- Task goal -
Examine the entries and show every line in which the word "rough" is found.

- Input records -

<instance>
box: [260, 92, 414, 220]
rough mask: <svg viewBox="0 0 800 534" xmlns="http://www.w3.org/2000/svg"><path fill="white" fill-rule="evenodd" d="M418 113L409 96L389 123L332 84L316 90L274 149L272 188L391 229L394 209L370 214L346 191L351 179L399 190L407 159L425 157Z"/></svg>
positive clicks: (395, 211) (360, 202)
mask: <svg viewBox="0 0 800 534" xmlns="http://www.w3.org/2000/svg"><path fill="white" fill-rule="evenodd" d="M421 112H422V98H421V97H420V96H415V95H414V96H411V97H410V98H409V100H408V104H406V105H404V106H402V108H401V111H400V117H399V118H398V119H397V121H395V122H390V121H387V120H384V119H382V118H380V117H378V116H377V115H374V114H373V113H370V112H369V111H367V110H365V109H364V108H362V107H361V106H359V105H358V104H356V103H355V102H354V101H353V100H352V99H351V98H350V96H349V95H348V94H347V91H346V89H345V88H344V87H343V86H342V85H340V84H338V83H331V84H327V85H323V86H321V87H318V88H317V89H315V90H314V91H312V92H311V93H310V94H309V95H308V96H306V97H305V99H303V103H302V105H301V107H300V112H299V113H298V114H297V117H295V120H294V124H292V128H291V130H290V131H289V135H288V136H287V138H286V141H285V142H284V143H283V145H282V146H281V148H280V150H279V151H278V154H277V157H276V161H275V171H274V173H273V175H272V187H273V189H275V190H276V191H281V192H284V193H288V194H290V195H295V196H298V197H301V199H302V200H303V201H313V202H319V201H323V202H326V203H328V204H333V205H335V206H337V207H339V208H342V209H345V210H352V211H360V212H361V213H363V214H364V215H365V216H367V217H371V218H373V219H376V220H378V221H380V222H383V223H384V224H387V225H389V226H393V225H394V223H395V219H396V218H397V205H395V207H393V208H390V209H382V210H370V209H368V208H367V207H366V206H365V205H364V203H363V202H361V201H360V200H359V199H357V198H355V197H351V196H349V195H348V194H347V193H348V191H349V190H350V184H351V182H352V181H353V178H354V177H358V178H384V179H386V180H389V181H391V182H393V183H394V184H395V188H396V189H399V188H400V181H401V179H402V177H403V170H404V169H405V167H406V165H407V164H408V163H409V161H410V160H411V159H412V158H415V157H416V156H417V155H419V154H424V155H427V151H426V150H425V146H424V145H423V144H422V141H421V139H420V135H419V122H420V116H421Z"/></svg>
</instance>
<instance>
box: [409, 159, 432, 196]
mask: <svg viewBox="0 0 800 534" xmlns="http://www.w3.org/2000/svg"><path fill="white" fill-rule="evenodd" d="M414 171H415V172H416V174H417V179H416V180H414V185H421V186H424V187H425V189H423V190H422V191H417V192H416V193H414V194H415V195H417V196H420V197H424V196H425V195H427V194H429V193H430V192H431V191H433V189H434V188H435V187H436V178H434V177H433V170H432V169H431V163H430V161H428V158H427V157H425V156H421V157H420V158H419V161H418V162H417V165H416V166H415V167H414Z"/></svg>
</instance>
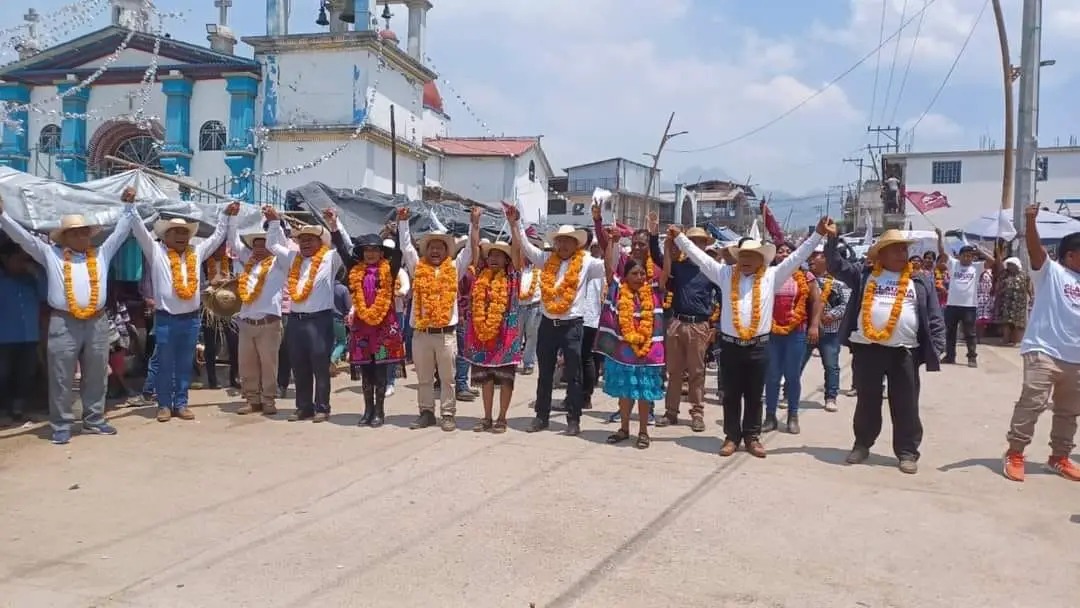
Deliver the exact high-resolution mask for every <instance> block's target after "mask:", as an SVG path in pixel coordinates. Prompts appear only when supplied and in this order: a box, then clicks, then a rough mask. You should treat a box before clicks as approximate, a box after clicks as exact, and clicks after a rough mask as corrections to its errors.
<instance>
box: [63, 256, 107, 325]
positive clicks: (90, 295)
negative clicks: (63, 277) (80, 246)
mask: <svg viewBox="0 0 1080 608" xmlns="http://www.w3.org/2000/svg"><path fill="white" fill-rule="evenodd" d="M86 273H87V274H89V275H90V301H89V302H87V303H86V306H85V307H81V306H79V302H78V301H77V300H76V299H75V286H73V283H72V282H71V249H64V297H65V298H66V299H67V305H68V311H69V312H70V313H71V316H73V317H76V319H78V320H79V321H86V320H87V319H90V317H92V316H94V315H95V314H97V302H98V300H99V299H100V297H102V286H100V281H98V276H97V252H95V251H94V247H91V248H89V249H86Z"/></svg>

- Expected output -
rough mask: <svg viewBox="0 0 800 534" xmlns="http://www.w3.org/2000/svg"><path fill="white" fill-rule="evenodd" d="M418 113L409 96L389 123L332 84L316 90L274 149L272 188L391 229L394 209L370 214L346 191L351 179L399 190L407 159L425 157Z"/></svg>
Deliver the exact high-resolution mask for every <instance> block's target after "mask:", as an SVG path in pixel coordinates. Prompts appear only when supplied and in this order: a box, then clicks, then a rough mask. You should treat a box before clicks as approximate, a box after clicks as exact, and clicks after a rough mask as corrections to its errors.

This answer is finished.